* EXPLORE THE MATERIAL
A – Decide whether each statement agrees with the passage about the South Carolina Synod: (i) the speaker began teaching at Southern Seminary in 1988; (ii) the proposed Day of Repentance and Prayer is meant for repenting the Churchwide Assembly actions; (iii) someone in the ELCA has asked the speaker to come and talk about Jesus Christ. For each, answer yes or no and quote the deciding words.
B – According to the passage about the South Carolina Synod, where does spiritual renewal usually start?

* READING PASSAGE
== Segment start ==

I don’t know how to do these things concretely; I’m groping in my own life and I certainly can’t tell the Synod how to proceed. Furthermore, I don’t know how much help can be offered anyway by institutional measures, by programs and initiatives that a synod could put together. Spiritual renewal is notoriously hard to program, and usually starts unpredictably in some unconsidered corner, some Galilee out of which no one expects much good to come.
But it wouldn’t hurt for a Synod somewhere to just come out and say: “You know, if we’ve gotten ourselves in this big a hole, we’ve probably all missed something important.” A Synod-wide Day of Repentance and Prayer would seem to me an eminently sensible response to the situation in the ELCA, not in the sense of repenting the Churchwide Assembly actions (however much I, as a traditionalist, would like that in principle) but rather acknowledging before God and one another that whoever is right, we have nonetheless all been found wanting together. And it wouldn’t hurt to create spaces, not for endless “dialogue” about recent events, though some of that is undoubtedly necessary, but for testing those deep waters of Scripture, gospel, and prayer into which we need so badly to plunge.
Let me end by repeating a challenge that I have put forth on many occasions in many different settings in recent years, and never found a taker. I came to teach at Southern Seminary in 1988 – literally a lifetime ago for many of my students. In all those years, no one in the ELCA has ever asked me, as a theologian of the church, to come and talk to them about the Lord Jesus Christ. I find that odd, and not a little disturbing. I don’t say that the South Carolina Synod needs for meto talk to them about Jesus – I’m definitely not angling for more to do. But wouldn’t it be lovely if the South Carolina Synod became known in the ELCA for scheduling as many “events” and programs designed solely and specifically, without any other agenda, to focus attention on Jesus Christ as he is attested to us in Holy Scripture, as it does for stewardship, church growth, and conflict management. Come, Holy Spirit! And thank you for your patience.

== Segment end ==

* RECORDS
== Segment start ==

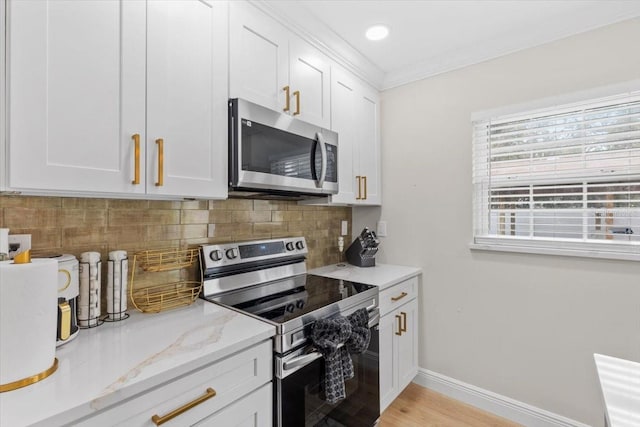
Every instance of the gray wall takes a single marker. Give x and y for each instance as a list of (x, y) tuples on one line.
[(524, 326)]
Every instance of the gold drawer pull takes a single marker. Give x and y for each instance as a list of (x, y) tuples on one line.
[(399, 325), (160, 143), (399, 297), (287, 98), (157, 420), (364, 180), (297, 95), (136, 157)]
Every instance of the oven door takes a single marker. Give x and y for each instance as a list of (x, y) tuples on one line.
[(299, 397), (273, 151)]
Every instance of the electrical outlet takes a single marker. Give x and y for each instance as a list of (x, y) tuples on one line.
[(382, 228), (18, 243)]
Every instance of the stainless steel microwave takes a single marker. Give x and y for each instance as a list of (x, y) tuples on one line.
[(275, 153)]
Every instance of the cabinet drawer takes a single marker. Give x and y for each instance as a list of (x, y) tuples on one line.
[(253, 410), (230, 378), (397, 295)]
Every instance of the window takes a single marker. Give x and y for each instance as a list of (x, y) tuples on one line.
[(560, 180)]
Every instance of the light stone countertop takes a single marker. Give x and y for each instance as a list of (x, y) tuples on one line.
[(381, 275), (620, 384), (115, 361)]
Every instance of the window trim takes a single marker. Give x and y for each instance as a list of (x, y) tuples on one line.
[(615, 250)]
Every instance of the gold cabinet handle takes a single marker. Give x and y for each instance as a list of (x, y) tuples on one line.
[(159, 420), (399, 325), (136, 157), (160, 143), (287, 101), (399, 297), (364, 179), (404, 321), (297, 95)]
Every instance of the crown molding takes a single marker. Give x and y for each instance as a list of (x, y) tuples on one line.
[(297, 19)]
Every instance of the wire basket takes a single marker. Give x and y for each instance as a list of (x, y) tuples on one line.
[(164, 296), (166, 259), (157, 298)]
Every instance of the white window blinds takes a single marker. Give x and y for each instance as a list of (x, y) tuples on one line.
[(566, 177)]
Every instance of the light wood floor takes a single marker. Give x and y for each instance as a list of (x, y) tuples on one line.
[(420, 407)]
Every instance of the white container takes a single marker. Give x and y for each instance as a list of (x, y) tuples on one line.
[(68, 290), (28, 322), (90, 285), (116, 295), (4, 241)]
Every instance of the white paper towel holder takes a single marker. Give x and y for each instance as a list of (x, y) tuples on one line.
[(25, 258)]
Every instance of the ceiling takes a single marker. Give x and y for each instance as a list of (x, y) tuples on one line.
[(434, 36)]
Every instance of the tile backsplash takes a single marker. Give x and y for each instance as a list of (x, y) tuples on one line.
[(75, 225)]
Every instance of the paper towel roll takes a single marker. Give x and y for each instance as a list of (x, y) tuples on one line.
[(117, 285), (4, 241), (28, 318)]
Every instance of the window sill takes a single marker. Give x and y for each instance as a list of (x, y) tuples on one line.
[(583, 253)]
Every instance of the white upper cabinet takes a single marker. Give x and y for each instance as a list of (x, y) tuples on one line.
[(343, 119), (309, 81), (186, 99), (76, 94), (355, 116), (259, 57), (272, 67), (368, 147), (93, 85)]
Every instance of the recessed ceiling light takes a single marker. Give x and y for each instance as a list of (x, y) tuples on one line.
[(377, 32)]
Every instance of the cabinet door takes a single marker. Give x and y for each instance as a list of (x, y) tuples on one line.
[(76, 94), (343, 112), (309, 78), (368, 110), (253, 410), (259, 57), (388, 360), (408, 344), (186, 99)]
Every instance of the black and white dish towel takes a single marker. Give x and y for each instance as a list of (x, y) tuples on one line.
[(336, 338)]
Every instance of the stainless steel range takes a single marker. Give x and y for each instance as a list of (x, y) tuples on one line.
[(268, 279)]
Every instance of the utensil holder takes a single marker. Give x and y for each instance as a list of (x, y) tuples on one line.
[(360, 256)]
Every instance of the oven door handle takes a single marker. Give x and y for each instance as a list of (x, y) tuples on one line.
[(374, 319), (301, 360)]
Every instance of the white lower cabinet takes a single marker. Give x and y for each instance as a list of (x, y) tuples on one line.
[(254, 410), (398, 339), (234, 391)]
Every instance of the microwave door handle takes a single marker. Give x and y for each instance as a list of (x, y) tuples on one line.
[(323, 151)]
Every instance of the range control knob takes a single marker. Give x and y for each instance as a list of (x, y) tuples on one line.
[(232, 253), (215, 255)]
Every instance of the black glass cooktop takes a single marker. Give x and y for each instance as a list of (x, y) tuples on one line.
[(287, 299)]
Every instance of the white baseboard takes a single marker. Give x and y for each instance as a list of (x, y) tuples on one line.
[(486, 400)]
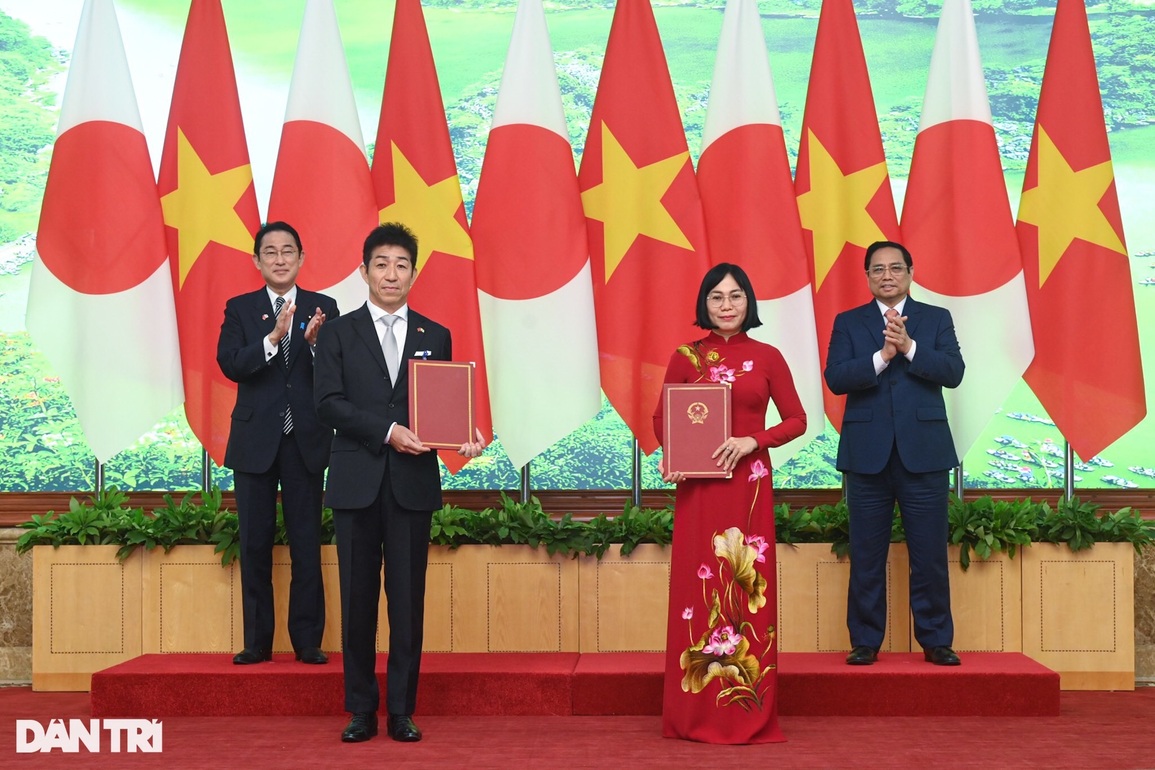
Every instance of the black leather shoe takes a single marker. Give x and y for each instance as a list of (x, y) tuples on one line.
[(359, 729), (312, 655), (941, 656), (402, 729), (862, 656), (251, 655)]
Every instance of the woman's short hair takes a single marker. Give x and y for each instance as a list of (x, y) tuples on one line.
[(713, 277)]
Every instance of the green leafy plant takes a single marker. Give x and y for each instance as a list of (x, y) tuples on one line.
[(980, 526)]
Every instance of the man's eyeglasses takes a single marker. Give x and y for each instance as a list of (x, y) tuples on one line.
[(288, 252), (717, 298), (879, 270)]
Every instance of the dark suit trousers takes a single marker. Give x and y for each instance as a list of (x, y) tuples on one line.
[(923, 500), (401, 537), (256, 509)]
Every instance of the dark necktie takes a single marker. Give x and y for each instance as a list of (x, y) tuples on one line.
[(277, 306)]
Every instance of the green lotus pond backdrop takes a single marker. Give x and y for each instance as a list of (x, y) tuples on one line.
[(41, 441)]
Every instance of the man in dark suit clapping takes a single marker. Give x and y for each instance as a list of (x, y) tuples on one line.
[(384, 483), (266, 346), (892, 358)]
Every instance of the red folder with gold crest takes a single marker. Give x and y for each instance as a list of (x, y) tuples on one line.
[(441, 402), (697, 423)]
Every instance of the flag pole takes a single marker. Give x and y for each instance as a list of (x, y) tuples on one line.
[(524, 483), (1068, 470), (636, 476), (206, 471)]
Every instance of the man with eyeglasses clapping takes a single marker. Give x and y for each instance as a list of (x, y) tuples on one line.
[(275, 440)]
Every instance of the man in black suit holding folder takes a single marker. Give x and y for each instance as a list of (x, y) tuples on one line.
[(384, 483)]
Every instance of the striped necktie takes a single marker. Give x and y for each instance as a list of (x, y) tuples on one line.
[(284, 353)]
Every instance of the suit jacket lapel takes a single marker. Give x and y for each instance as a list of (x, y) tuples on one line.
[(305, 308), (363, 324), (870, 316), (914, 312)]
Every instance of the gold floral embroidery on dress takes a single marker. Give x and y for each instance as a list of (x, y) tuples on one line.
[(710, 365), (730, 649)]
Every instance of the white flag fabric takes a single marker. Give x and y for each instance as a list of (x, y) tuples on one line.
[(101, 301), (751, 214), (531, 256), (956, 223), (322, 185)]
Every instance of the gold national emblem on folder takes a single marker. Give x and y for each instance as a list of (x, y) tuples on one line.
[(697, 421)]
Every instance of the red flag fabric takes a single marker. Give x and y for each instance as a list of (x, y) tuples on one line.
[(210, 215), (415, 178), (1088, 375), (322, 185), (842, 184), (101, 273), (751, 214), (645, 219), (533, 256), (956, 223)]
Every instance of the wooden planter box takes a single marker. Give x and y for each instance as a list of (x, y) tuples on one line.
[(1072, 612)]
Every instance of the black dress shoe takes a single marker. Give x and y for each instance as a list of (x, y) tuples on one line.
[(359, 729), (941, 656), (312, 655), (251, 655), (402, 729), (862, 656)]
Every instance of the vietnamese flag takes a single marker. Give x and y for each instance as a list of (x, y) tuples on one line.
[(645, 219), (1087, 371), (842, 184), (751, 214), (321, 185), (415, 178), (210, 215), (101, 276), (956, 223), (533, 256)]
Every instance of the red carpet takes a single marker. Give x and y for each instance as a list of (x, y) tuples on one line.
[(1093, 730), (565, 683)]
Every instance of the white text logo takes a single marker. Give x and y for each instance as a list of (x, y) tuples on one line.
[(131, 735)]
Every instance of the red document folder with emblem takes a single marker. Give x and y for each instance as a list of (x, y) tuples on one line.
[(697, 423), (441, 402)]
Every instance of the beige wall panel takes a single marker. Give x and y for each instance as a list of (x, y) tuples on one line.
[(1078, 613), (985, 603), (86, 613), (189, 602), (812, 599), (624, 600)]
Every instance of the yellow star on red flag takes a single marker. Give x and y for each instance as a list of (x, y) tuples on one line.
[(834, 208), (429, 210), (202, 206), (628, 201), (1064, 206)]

== Segment end ==
== Segment start ==

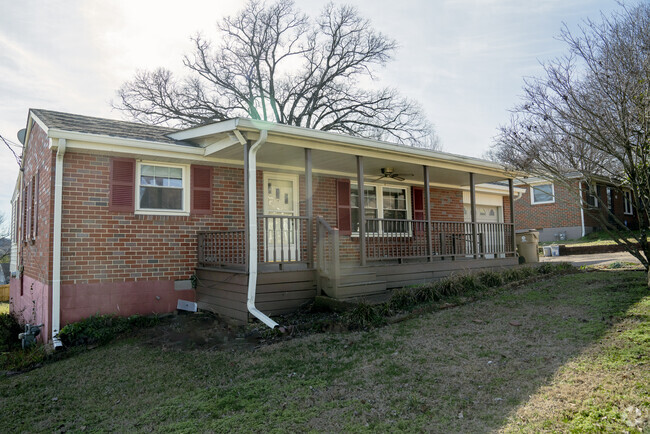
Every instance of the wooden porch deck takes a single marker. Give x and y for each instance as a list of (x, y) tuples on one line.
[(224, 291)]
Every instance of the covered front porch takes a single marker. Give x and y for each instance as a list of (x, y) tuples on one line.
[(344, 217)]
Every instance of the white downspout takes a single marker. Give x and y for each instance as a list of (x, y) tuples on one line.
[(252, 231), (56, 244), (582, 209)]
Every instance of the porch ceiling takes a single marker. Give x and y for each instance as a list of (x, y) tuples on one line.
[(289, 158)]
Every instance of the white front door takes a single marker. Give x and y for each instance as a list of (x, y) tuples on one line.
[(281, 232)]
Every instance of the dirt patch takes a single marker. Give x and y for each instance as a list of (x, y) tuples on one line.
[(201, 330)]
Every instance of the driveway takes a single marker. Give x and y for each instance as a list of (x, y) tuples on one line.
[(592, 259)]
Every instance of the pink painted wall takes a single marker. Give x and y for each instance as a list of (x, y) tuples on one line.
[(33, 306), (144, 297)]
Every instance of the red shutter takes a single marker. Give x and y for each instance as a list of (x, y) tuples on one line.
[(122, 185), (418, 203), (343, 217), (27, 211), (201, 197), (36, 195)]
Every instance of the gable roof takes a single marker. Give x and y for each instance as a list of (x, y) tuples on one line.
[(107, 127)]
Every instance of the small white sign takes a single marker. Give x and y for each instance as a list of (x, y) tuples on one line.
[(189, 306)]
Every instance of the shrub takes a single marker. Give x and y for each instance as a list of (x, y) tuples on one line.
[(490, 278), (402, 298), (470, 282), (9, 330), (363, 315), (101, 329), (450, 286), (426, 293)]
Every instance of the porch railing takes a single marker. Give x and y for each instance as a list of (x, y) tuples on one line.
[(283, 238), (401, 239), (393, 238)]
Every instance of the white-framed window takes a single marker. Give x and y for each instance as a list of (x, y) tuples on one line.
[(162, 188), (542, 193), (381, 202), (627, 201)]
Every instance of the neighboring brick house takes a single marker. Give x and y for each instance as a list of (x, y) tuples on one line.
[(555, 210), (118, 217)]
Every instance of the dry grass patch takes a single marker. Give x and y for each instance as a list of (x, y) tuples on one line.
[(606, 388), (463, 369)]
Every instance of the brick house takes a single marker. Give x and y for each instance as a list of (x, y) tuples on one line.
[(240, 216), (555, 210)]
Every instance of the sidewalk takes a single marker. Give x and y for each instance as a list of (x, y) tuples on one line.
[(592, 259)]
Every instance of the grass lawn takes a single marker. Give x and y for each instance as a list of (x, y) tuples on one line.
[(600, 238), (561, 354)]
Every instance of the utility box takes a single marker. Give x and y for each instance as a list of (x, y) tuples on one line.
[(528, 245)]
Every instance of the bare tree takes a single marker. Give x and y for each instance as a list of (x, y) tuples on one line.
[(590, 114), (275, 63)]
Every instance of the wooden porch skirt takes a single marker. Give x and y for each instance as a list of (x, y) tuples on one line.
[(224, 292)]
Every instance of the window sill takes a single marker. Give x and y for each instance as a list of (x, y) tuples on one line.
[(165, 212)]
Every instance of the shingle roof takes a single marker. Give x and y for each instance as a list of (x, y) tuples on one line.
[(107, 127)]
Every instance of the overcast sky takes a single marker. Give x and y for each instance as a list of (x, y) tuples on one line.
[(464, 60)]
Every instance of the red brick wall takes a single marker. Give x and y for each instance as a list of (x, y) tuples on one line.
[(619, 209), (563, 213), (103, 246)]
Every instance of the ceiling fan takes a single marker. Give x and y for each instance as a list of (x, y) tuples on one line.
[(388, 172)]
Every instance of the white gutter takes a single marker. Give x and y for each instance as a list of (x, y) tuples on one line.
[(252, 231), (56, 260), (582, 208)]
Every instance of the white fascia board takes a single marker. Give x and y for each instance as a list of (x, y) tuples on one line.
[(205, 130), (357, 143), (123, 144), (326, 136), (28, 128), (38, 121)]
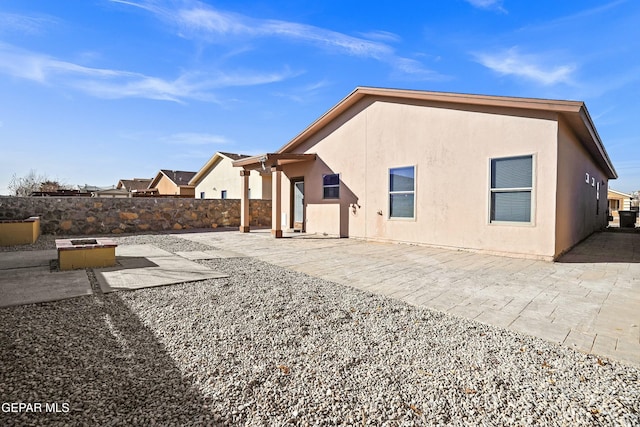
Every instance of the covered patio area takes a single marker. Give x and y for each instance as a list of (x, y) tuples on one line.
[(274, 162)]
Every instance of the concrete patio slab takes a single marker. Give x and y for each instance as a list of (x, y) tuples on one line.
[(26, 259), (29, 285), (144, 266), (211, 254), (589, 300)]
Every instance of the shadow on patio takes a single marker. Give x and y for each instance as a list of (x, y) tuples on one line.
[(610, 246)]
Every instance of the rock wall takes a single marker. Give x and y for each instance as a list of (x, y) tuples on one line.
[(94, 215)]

== Segment end ==
== Segment start ==

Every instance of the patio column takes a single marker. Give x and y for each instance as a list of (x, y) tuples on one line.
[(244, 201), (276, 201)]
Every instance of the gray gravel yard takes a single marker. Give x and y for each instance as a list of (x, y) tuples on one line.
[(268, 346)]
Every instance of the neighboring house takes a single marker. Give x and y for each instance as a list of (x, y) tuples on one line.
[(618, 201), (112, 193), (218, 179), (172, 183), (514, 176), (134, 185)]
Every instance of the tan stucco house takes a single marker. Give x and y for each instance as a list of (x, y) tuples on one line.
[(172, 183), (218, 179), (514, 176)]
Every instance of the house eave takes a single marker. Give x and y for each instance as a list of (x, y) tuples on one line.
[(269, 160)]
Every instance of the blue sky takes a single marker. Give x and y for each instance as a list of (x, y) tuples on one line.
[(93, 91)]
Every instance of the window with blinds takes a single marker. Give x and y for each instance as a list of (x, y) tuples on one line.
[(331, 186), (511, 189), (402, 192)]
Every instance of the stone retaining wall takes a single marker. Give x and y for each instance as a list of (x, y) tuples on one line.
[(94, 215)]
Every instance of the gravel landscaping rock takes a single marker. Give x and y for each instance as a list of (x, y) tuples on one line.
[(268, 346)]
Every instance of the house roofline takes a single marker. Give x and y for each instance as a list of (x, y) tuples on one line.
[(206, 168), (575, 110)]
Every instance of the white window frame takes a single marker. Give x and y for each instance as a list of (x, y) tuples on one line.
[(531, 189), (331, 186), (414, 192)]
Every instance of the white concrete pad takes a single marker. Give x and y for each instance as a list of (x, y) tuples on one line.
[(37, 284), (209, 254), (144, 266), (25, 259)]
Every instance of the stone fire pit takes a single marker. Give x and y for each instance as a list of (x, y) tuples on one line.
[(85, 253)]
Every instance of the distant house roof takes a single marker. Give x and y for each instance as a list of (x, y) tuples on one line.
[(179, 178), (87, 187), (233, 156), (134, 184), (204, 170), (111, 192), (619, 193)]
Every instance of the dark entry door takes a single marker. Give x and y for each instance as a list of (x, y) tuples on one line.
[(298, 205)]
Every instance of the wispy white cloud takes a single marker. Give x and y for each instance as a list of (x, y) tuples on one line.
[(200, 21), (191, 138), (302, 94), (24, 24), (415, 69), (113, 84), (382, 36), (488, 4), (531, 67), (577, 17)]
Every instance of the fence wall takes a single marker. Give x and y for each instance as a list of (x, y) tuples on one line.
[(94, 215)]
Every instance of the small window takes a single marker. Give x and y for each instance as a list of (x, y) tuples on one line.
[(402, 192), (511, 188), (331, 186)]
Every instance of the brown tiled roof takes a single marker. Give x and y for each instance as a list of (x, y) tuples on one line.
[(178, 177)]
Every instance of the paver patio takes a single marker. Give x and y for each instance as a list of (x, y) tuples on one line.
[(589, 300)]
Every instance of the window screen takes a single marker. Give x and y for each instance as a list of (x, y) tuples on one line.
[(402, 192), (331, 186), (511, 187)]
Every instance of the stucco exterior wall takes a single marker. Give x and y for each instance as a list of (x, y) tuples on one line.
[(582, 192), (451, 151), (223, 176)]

== Segment end ==

* ACTIVITY ANSWERS
A –
(i) Yes: "I came to teach at Southern Seminary in 1988"
(ii) No: "not in the sense of repenting the Churchwide Assembly actions"
(iii) No: "no one in the ELCA has ever asked me, as a theologian of the church, to come and talk to them about the Lord Jesus Christ"

B – It usually starts unpredictably in some unconsidered corner, some Galilee out of which no one expects much good to come.